• Input data:

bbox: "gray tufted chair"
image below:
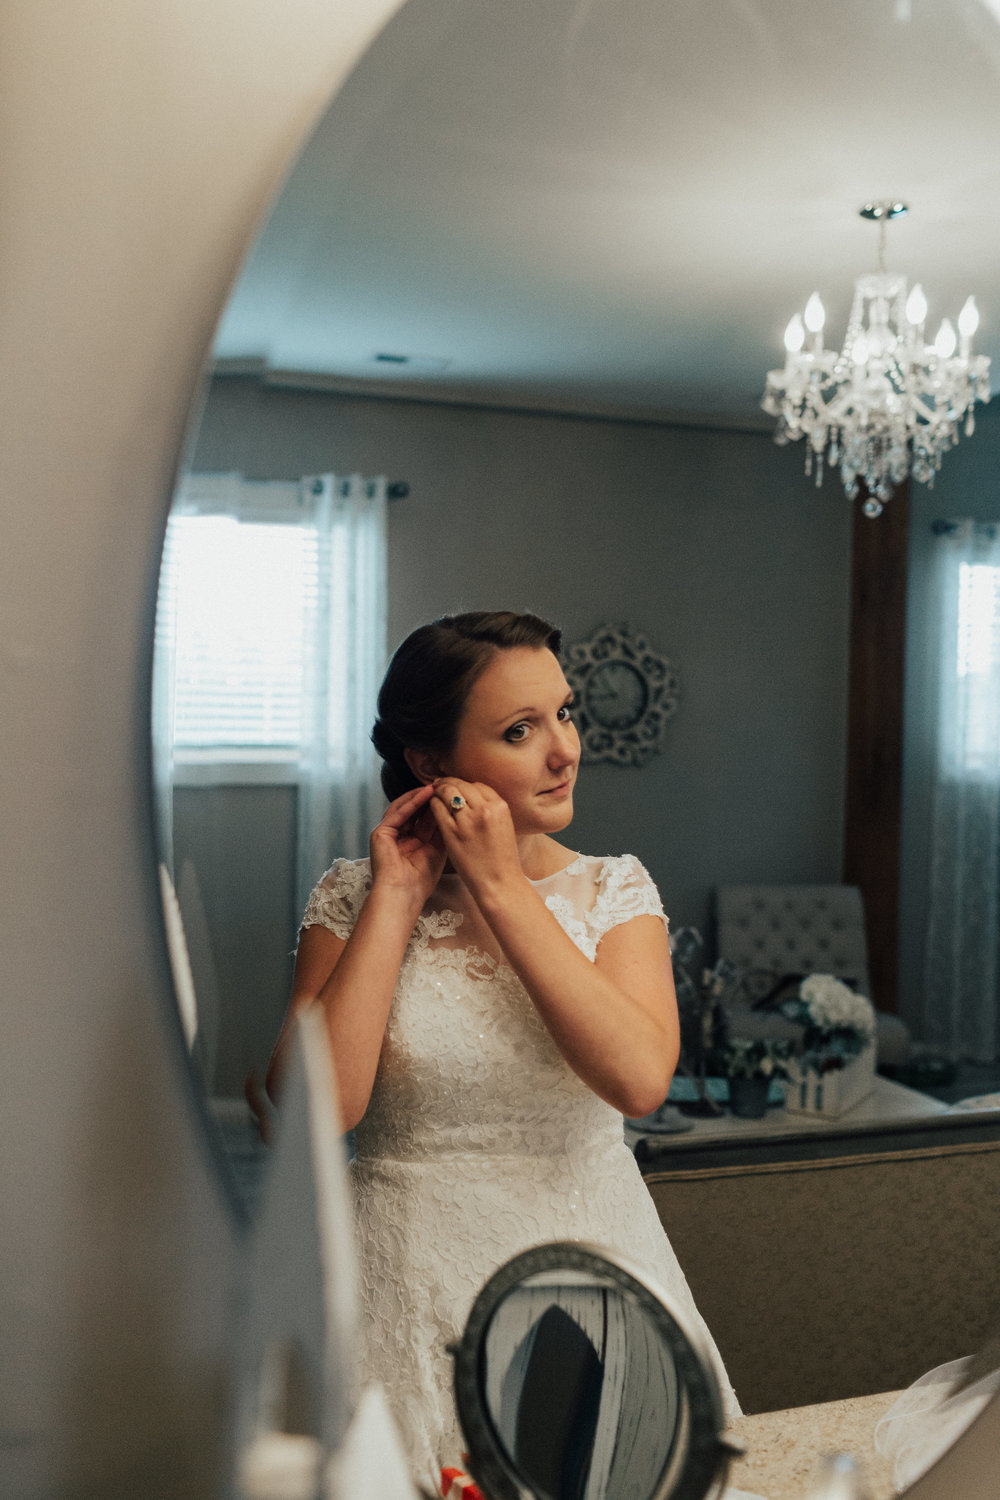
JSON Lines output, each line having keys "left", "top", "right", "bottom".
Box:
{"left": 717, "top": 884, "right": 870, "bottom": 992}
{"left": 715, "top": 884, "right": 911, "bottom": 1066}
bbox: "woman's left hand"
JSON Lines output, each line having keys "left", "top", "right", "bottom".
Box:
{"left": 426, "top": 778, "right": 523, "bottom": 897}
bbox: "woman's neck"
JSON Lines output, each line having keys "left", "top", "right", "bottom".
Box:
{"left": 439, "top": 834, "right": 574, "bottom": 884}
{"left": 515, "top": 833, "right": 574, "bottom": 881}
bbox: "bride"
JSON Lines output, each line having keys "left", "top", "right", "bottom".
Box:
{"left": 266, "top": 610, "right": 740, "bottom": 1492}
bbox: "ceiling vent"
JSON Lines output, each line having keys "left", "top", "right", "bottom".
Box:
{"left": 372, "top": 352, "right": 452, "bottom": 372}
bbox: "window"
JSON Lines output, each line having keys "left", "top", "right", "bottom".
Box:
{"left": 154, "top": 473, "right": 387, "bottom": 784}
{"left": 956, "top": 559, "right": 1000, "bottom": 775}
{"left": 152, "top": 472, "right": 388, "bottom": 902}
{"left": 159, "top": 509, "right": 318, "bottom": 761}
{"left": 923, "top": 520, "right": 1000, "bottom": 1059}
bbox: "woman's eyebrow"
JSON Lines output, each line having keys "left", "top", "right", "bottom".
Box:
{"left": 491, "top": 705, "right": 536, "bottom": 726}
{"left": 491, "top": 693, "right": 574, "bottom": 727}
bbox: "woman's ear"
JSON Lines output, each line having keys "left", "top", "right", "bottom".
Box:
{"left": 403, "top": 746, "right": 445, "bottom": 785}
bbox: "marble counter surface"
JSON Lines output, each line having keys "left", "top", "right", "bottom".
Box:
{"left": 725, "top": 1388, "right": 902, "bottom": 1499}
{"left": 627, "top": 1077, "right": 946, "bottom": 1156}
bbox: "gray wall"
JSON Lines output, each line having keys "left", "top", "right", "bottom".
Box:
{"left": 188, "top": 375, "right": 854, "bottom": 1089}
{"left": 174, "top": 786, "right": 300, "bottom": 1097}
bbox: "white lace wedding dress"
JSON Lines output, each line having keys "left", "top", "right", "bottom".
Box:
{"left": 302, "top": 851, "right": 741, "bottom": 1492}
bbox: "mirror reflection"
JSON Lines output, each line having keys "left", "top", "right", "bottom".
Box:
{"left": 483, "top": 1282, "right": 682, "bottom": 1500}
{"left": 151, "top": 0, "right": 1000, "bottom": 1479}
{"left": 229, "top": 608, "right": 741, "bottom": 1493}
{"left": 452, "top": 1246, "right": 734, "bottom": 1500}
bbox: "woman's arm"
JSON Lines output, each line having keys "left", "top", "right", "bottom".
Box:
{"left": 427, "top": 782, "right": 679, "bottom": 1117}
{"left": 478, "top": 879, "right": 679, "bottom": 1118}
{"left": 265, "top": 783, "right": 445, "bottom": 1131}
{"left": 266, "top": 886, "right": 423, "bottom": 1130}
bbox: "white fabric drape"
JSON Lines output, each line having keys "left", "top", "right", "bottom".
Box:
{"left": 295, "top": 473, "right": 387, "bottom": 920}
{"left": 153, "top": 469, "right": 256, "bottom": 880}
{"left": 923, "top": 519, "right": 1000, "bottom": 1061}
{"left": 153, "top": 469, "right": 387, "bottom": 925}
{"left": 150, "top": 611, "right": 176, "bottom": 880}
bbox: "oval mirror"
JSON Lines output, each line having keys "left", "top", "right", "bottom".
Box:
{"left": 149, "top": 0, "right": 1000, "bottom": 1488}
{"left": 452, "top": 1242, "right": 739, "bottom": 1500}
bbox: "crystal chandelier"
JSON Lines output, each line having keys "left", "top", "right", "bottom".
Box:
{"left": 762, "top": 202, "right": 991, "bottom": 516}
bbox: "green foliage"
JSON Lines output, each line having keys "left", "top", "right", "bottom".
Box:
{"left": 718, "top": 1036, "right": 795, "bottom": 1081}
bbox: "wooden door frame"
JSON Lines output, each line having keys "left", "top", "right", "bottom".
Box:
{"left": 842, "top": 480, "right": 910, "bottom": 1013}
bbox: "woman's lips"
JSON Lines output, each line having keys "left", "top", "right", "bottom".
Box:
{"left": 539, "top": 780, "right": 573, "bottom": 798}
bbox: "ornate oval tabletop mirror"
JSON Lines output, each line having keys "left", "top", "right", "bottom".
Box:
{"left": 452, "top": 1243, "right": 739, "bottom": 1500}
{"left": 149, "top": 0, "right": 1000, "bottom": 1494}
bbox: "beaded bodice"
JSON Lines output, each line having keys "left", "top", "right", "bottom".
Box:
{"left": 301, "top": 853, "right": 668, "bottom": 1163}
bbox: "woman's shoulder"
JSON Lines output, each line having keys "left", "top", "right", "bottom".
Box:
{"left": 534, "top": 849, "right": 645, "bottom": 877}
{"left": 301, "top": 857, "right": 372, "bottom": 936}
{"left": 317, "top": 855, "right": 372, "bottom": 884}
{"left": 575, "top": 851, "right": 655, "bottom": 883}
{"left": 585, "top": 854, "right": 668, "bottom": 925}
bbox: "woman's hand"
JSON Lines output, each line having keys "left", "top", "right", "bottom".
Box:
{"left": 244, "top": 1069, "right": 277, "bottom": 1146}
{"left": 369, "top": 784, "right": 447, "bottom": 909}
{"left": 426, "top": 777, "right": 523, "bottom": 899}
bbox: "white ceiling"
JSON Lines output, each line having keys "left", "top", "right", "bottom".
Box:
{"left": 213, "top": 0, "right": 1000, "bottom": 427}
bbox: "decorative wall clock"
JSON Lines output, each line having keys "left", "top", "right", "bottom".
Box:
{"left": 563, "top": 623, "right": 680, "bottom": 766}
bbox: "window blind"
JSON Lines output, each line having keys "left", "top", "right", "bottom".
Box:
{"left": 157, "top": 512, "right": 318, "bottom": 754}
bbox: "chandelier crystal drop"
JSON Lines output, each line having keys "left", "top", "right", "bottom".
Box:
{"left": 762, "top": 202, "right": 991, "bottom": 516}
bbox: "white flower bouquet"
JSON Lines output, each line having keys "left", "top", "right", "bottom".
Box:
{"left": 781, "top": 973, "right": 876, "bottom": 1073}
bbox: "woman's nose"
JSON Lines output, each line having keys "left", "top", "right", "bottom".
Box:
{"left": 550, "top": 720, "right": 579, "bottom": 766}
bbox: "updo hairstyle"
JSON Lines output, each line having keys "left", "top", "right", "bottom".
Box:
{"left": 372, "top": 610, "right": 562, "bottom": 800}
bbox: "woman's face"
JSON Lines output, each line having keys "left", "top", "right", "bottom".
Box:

• Work required: Report, using only a number, how many lines above hold the word "chandelier".

• Completed task: 2